● **PROBLEM TO SOLVE**: Below are some records. Return exactly the lines from the one with "# point: hazy" to the one with "# point: grassy", and nothing else.

● **INPUT DATA**:
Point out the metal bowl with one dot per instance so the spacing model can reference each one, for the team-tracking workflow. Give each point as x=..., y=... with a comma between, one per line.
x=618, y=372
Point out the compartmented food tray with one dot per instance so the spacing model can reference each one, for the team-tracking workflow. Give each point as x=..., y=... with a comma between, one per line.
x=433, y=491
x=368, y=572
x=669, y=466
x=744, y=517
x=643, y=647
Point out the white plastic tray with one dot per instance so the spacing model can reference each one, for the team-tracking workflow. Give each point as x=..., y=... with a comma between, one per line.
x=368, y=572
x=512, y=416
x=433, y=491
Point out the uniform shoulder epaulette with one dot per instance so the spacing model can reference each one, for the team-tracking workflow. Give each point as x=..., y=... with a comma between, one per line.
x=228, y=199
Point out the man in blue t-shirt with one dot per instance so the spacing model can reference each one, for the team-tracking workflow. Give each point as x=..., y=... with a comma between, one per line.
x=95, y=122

...

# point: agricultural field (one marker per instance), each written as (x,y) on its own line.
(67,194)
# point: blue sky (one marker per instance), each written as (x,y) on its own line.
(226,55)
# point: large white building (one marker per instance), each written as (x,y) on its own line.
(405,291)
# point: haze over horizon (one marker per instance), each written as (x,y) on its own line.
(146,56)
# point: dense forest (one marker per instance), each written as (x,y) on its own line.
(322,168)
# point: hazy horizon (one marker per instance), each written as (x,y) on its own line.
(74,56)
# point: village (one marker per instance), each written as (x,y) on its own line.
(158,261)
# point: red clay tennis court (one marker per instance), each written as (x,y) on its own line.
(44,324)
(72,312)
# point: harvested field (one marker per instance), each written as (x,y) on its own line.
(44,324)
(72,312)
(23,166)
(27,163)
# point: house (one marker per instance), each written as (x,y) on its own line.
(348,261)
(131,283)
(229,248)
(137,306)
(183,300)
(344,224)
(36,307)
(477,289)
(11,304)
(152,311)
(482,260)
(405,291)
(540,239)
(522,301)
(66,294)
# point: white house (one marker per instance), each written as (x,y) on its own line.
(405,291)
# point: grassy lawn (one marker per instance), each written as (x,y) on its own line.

● **PROBLEM SOLUTION**:
# point: hazy horizon (one marker per instance), each written as (x,y) on its own line.
(74,56)
# point: village (one marker per instance), each written as (x,y) on its own line.
(158,261)
# point: red clay tennis court (one marker per instance), each written as (x,y) on its own line.
(44,324)
(72,312)
# point: harvested field (one marker per instance), each written as (x,y) on its own line.
(44,324)
(72,312)
(23,166)
(27,163)
# point: house (one marker per instance), each written as (x,y) on its own line.
(348,261)
(131,283)
(229,248)
(137,306)
(183,300)
(344,224)
(36,307)
(477,289)
(11,304)
(152,311)
(482,260)
(405,291)
(540,239)
(522,301)
(66,294)
# point: white house (one marker per instance), each written as (x,y) on its own line.
(405,291)
# point: grassy lawn (one marker per instance), each written as (x,y) on its own line.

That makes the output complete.